Selected excerpt:
▬▬▬▬▬▬

I meant the user account on that machine:

gklein@parvos:~$ cat /etc/passwd | grep gklein
gklein:x:1000:1000:Gertjan Klein,,,:/home/gklein:/bin/bash

> |$ command -v mail
> |/usr/bin/mail
> |$ dpkg -S /usr/bin/mail
> |dpkg-query: no path found matching pattern /usr/bin/mail
> |$ ls -l /usr/bin/mail
> |lrwxrwxrwx 1 root root 22 Oct 12 2012 /usr/bin/mail -> /etc/alternatives/mail
> |$ ls -l /etc/alternatives/mail
> |lrwxrwxrwx 1 root root 18 Oct 12 2012 /etc/alternatives/mail -> /usr/bin/bsd-mailx
> |$ ls -l /usr/bin/bsd-mailx
> |-rwxr-xr-x 1 root root 112968 Apr 14 2022 /usr/bin/bsd-mailx
> |$ dpkg -S /usr/bin/bsd-mailx
> |bsd-mailx: /usr/bin/bsd-mailx
> |$
>
> Did it help?

▬▬▬▬▬▬

Outline records:

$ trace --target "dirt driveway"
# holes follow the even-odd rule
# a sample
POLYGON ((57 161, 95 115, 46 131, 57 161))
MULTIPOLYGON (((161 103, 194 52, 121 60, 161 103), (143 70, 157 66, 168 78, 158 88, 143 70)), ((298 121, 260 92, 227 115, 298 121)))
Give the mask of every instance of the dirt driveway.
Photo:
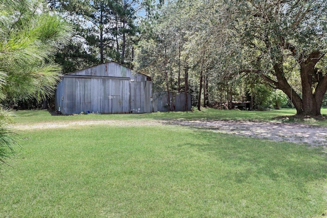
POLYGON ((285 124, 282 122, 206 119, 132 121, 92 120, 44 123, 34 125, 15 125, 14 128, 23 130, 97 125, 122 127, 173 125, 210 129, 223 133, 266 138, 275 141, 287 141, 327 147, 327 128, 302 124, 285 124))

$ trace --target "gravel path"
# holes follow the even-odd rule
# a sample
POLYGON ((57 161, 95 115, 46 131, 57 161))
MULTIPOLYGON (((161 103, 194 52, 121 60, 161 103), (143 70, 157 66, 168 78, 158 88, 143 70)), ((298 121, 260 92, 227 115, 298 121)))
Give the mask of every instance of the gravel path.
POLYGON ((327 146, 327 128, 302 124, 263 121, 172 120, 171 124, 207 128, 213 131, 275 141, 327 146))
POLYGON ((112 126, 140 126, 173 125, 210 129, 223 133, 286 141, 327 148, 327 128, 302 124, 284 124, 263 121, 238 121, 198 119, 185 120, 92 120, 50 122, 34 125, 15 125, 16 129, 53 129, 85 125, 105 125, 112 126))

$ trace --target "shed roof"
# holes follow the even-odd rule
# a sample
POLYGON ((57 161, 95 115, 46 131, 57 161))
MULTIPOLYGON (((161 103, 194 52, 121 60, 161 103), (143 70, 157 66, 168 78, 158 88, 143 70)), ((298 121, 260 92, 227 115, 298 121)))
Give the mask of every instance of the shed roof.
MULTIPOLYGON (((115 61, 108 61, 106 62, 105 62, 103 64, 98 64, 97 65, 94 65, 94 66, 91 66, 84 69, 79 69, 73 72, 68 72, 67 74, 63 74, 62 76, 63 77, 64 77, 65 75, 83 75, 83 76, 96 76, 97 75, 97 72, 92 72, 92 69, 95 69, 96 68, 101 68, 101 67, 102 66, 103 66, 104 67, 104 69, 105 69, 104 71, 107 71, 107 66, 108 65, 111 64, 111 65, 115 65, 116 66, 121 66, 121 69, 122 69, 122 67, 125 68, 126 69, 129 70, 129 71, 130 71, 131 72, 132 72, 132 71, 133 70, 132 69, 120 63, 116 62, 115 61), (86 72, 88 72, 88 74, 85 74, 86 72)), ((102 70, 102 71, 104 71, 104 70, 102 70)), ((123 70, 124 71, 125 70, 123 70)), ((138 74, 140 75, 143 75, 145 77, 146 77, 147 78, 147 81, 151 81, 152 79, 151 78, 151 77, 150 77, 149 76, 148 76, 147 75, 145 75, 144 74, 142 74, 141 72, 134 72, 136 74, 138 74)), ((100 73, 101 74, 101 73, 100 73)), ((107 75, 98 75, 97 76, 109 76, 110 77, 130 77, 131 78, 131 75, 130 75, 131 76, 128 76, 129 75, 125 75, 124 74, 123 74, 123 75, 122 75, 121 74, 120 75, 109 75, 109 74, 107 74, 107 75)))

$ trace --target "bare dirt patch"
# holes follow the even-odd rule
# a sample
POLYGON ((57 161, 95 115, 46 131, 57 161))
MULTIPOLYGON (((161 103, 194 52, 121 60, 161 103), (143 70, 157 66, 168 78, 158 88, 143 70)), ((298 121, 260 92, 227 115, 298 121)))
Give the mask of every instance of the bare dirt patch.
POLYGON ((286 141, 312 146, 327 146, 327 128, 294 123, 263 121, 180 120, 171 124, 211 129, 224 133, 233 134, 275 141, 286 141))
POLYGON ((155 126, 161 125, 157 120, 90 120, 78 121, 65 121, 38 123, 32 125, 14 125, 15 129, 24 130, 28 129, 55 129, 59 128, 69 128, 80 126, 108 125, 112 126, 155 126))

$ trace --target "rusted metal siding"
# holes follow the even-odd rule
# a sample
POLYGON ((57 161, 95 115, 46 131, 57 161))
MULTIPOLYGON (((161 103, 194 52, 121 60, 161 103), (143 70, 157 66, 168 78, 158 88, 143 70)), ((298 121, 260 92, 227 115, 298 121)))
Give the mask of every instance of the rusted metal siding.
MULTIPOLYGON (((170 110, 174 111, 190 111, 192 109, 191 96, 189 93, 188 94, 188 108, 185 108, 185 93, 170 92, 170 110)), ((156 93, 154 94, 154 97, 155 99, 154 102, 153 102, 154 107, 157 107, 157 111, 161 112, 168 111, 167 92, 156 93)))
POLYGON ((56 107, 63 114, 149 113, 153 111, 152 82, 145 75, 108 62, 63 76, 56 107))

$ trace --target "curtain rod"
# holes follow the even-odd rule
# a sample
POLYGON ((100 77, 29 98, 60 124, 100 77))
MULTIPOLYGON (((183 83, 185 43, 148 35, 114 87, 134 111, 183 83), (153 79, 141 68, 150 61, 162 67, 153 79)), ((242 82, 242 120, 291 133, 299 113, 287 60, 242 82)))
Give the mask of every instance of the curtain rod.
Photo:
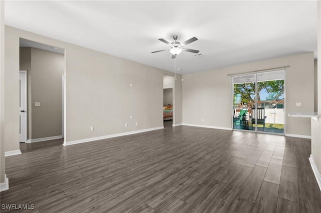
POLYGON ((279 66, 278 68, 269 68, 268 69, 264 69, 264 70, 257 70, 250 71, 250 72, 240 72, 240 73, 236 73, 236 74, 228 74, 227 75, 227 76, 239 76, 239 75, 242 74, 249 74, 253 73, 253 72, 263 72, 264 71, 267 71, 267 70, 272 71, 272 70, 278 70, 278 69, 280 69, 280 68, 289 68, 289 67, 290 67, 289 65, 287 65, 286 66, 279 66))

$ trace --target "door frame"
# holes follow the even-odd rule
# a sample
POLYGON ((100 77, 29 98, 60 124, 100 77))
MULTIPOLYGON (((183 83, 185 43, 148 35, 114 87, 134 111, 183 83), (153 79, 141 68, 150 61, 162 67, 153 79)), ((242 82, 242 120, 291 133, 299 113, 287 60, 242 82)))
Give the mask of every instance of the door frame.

▬▬▬▬▬▬

Answer these questions about the terminal excerpt:
1. What home directory is listed for the gklein account?
2. What target does /etc/alternatives/mail point to?
3. What package does dpkg report for /usr/bin/bsd-mailx?

1. /home/gklein
2. /usr/bin/bsd-mailx
3. bsd-mailx